→ Passage to read:
■ ■ ■
Um, rating your own reading is totally allowed, Stuart. YOU'RE A PUBLISHED AUTHOR!!! For God's sakes, you should be allowed to do cartwheels in whipped cream and Swedish Fish and get an Olympic 10.

(I am /wee/ little bit hyped on sugar, don't mind me.)

7:23 PM  
Blogger McKoala said...

I suspect you're being a bit harsh. Now, when it comes to the top of the head, do you have hair on it? That gains you a point. Visible dandruff loses you a point. If you've thought far enough ahead to shave an interesting pattern or the title of you book into your hair, gain a hundred points.

6:05 AM  
Blogger freddie said...

If you've thought far enough ahead to shave an interesting pattern or the title of you book into your hair, gain a hundred points.

LOL!! Never let an advertising opportunity go to waste!

8:41 AM  
Blogger Chumplet - Sandra Cormier said...
■ ■ ■
→ Problem to solve: Write the next part of the blog comment thread on rating an author's own reading, starting right after its last line.
■ ■ ■
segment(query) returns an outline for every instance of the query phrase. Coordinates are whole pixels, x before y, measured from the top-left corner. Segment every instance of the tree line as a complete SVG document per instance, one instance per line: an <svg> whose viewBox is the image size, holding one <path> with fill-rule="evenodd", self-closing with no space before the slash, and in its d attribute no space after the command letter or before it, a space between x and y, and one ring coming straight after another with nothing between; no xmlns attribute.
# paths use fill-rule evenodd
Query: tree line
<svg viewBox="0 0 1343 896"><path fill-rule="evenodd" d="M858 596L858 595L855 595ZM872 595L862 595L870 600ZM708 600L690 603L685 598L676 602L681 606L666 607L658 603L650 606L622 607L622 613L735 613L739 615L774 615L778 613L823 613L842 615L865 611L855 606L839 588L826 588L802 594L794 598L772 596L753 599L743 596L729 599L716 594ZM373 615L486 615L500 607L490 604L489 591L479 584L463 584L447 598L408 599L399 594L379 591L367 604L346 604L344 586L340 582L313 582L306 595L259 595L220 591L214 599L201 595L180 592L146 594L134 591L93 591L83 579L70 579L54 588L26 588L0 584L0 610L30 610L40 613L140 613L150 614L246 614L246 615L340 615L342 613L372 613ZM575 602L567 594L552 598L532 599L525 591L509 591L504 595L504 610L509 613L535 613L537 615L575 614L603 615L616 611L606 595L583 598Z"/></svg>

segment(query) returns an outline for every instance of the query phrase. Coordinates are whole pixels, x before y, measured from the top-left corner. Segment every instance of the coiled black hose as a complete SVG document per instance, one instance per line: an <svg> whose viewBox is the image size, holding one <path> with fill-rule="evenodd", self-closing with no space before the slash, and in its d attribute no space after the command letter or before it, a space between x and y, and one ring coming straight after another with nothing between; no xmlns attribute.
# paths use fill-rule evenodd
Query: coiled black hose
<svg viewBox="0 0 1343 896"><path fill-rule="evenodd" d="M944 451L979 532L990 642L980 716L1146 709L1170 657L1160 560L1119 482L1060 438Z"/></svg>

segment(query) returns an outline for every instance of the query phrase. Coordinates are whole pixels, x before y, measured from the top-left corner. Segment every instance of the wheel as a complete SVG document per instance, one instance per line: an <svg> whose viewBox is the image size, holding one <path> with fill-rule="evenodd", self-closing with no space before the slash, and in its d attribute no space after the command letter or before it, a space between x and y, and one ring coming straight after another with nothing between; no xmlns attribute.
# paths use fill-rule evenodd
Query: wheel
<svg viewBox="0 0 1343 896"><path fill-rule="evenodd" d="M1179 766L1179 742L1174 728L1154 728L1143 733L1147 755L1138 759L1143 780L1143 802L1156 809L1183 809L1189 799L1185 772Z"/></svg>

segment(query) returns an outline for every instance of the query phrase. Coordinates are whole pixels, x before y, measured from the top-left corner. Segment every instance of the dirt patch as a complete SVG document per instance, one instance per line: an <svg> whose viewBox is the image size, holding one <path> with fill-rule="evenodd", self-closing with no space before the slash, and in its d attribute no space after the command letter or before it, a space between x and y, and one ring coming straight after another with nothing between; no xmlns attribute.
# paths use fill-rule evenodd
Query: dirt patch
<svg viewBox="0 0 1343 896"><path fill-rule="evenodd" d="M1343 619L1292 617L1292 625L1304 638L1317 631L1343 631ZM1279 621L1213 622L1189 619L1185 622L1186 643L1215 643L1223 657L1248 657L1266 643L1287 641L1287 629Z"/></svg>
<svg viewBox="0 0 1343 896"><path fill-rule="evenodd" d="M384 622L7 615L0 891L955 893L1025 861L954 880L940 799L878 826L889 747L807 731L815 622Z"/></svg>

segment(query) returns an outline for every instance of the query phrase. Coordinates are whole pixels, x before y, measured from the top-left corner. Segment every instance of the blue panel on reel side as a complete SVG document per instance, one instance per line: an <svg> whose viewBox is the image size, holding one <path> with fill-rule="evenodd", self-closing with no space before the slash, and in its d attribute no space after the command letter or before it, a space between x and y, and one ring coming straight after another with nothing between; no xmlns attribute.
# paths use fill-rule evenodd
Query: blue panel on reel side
■ ■ ■
→ Expected answer:
Every artist is his biggest critic, even when most of the work (the writing) is done.

When I finish a painting, I find too many flaws in it, but the client seems to love it. Go figure.

I did a reading from the Bible at my brother's wedding in front of 300 people. A few practice rounds, a couple of glances at the audience and some inflection of the voice, and I think I pulled it off.

I only hope I can do it when I read my own stuff!

What scares me the most is the question period afterward.

3:47 AM  
Blogger Ello said...

I bet you were awesome! You are too hard on yourself!